▶ Prompt
Return all the lines below exactly as written. Drop every picture.

┄┄┄┄┄┄

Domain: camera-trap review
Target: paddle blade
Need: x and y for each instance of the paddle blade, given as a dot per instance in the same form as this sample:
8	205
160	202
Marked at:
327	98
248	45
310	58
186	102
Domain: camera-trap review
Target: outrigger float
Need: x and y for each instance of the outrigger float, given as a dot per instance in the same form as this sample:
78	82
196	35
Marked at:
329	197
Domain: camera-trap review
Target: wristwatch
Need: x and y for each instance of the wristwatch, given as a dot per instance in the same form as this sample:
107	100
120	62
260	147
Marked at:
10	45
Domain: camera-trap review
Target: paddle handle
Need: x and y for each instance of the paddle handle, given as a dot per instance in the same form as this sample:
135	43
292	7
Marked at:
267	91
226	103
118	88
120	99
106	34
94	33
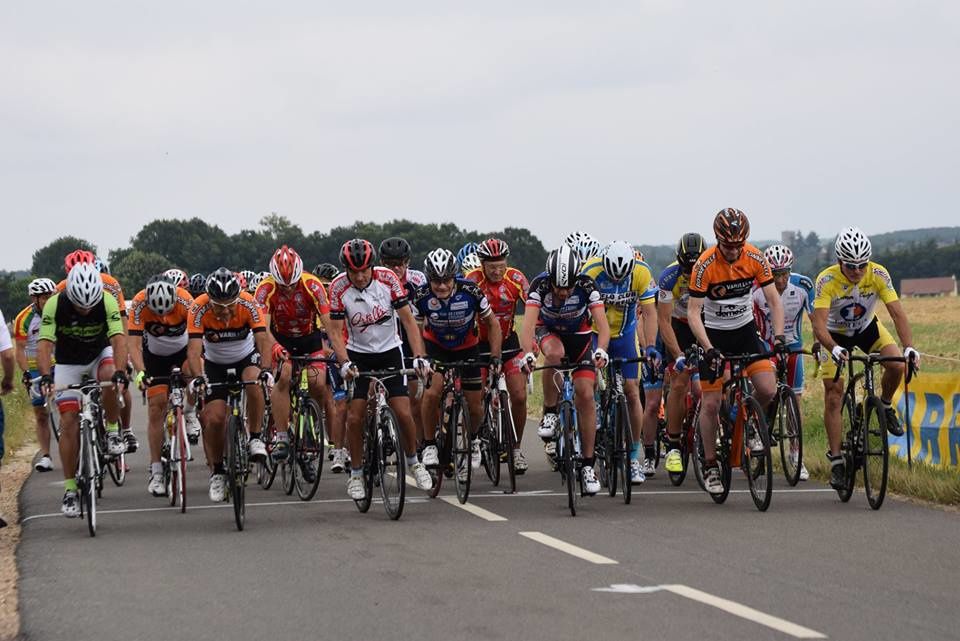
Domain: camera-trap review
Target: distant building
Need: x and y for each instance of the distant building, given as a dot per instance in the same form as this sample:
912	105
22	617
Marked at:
940	286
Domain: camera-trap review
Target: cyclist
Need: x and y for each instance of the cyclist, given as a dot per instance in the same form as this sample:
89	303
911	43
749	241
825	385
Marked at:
675	334
26	331
227	331
82	328
157	343
796	298
844	317
626	286
369	300
112	286
395	255
295	303
451	310
720	315
504	287
558	313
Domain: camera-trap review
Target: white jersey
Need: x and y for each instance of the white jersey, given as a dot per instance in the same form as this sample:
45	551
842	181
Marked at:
370	314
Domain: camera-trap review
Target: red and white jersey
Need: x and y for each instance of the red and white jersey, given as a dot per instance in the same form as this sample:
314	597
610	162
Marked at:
369	314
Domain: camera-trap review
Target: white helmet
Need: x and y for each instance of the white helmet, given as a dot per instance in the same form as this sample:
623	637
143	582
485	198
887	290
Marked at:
618	260
779	256
41	286
84	286
161	295
853	246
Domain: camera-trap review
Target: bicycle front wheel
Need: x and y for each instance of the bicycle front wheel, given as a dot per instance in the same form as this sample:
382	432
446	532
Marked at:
875	453
391	464
756	454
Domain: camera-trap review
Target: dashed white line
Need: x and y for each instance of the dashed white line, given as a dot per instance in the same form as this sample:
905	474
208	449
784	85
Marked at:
569	548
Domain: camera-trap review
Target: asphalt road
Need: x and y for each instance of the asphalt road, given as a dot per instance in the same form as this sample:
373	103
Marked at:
671	566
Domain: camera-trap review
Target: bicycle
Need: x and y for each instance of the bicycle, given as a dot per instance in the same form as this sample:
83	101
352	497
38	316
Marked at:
384	461
92	456
614	432
865	440
236	443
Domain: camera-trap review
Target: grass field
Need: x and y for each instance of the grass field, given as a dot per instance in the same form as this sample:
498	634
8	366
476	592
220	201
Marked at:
936	329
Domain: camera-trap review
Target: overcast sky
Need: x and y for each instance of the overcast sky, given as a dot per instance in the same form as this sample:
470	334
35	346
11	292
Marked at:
635	120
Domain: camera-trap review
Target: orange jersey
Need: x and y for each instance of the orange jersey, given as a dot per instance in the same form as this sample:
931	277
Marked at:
110	285
296	313
162	335
230	341
502	296
727	286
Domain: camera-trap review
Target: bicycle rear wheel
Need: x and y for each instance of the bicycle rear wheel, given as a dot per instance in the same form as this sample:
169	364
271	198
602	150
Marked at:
757	463
391	464
308	462
875	453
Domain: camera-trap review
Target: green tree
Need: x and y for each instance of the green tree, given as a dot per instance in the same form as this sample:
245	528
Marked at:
48	260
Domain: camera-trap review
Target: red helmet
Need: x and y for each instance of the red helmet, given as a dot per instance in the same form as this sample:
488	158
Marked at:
493	249
286	266
75	257
357	254
731	226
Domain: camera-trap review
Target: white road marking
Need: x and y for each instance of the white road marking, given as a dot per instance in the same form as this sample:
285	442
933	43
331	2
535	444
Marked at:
569	548
486	515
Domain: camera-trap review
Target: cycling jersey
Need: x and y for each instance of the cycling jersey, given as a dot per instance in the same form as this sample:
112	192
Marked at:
230	341
369	313
80	338
502	296
797	299
572	316
727	286
162	335
110	285
620	299
674	287
452	323
852	307
296	313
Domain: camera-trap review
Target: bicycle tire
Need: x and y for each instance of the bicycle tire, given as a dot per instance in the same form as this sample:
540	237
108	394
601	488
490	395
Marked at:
875	453
310	450
758	466
391	464
624	446
789	431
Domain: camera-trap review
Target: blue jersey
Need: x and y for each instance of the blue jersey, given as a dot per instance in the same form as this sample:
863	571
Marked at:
451	323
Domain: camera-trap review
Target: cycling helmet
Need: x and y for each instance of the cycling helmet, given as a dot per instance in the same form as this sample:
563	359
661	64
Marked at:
689	248
440	264
394	248
286	266
779	256
493	249
78	256
223	286
178	277
853	246
161	295
41	286
326	270
357	254
563	266
84	285
196	284
470	263
618	260
731	226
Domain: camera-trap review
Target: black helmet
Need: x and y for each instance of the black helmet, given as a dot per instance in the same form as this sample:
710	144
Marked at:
689	248
394	248
223	286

┄┄┄┄┄┄

▶ Answer for this exercise
Domain: camera-trap review
Target: paddle blade
Need: x and y for each instance of the paddle blade, given as a dot per instance in the same form as this sample:
8	205
160	202
Marked at:
327	98
248	45
310	58
186	102
Domain: camera-trap review
Target: outrigger float
Need: x and y for each instance of the outrigger float, given as a dot per instance in the same form as this sample:
78	82
196	35
Marked at:
329	197
Domain: camera-trap review
Target: wristwatch
Need: x and y for each instance of the wristwatch, given as a dot per instance in the same form as this sample:
107	100
120	62
260	147
Marked at:
10	45
Domain: camera-trap review
Target: paddle handle
Need: x and y for each instance of the paddle handle, given as a dot per instance in the same form as this sample:
135	43
292	7
Marked at:
267	91
226	103
118	88
120	99
106	34
94	33
Domain: camera-trap review
Target: distant building
Need: x and y for each instance of the distant building, given as a dot per instance in the same form as this sample:
912	105
22	617
Marked at:
940	286
Domain: camera-trap review
Target: cyclist
Need: x and y for each instance of the cyclist, given as a dot per instance in the same form as this sample:
89	303
911	43
749	241
825	385
Marked at:
675	334
26	331
227	331
82	328
157	343
796	298
844	317
626	286
369	300
112	286
395	255
295	303
451	310
720	315
504	287
558	313
Domain: camera-trap review
Target: white jersey
Need: x and y for each instance of the white jersey, given as a dot per instance in the same form as this sample:
45	551
842	181
Marked at:
370	314
Domain: camera-trap review
Target: red and white jersey
Need: x and y for each instance of the red and white jersey, given as a dot per instance in the same form as this sample:
314	597
610	162
Marked at:
369	314
Domain: camera-trap review
Target: white helmet
Need: x and y for each instance of the white helmet, given as a dot per instance in the same form as this sample:
623	637
143	582
485	198
887	290
Marked at:
618	260
779	256
41	286
84	286
161	295
853	246
Domain: camera-trap review
Target: bicycle front wheel
Need: x and y for each instance of the bicycle front wheel, given as a dot per instance in the same form as this sample:
382	432
446	532
Marked at:
875	453
391	464
756	454
Domain: camera-trap review
Target: dashed white line
Need: x and y for each instance of the dashed white line, given as a dot per instance in the same form as this sample:
905	474
208	449
784	85
Marked at:
569	548
Domain: camera-trap review
Target: asphalt road
Need: x and y for each instance of the asphalt road, given as a dot per instance in the same form as this sample:
373	103
Marked at:
671	566
Domain: camera-trap review
Target: bicycle
Need: x and y for each instance of the bicycle, given as a dot per instance in the same form as this sample:
83	101
352	497
38	316
Marked at:
384	461
92	456
614	432
865	440
236	443
Domain: camera-trap review
Target: grass field
Need: x and y for each instance of the grass field, given as a dot per instance in the same form as this sample:
498	634
8	366
476	592
220	201
Marked at:
936	329
Domain: camera-trap review
Target: overcast sky
Need: x and y for each instance of the overcast sky, given as a dot per instance in the same form as this sample:
470	334
35	346
11	292
Marked at:
635	120
Domain: camera-trap review
Target: orange jersey
Need: x and y for each instance of the orange jersey, given as a dot per instance in the same form as this sample:
931	277
Marked at:
110	285
296	313
162	335
230	341
502	296
727	286
Domain: camera-trap review
Target: bicycle rear wheel
Need: x and y for each instance of the bicycle rear wheel, given as a dot per instance in the same form as this sample:
169	364
271	198
602	150
Marked at:
757	463
391	464
308	462
875	453
Domain: camera-trap review
Target: green tree
Need: x and y for each instance of the green tree, given as a dot per instance in the same form as this sample:
245	528
Marked at:
48	260
Domain: camera-trap review
Target: red helmet
Need: x and y for each instance of the red helmet, given as a dot per instance in the same form as this sample:
488	158
Marked at:
493	249
286	266
75	257
357	254
731	226
Domain: camera-trap review
Target: white road marking
Need: x and y for each instance of the white road marking, given as a dot per instance in the same form as this sample:
285	442
933	43
331	2
535	444
Marked at:
569	548
486	515
Domain: camera-trap review
Target: cycling jersey
Need: x and y for each instance of the cycling jersey, given as a dot per instance in the same form as this sample:
112	192
Marked at:
230	341
369	313
80	338
502	296
797	299
572	316
727	286
162	335
110	285
620	299
674	287
452	323
852	307
296	313
Domain: camera-trap review
Target: bicycle tire
Need: x and y for each instance of the bicycle tire, given as a dot per instance in the same form as this sample:
540	237
108	394
601	488
490	395
Marked at:
875	453
310	450
758	466
391	464
624	446
789	431
Domain: camera-trap review
Target: blue jersey
Need: x and y for each instance of the blue jersey, given as a dot per instance in the same form as this sample:
863	571
Marked at:
451	323
Domain: camera-trap review
Target: cycling helmet
Need: x and y for each instance of the cycling helmet, given as a dot per instance in the same form as this sample:
563	359
661	64
Marked at:
689	248
440	264
394	248
286	266
779	256
493	249
78	256
223	286
178	277
853	246
161	295
41	286
326	270
357	254
563	266
84	285
196	284
470	263
618	260
731	226
Domain: camera-trap review
Target: black helmet
Need: x and y for each instance of the black helmet, given as a dot per instance in the same form as this sample:
710	144
Marked at:
689	248
394	248
223	286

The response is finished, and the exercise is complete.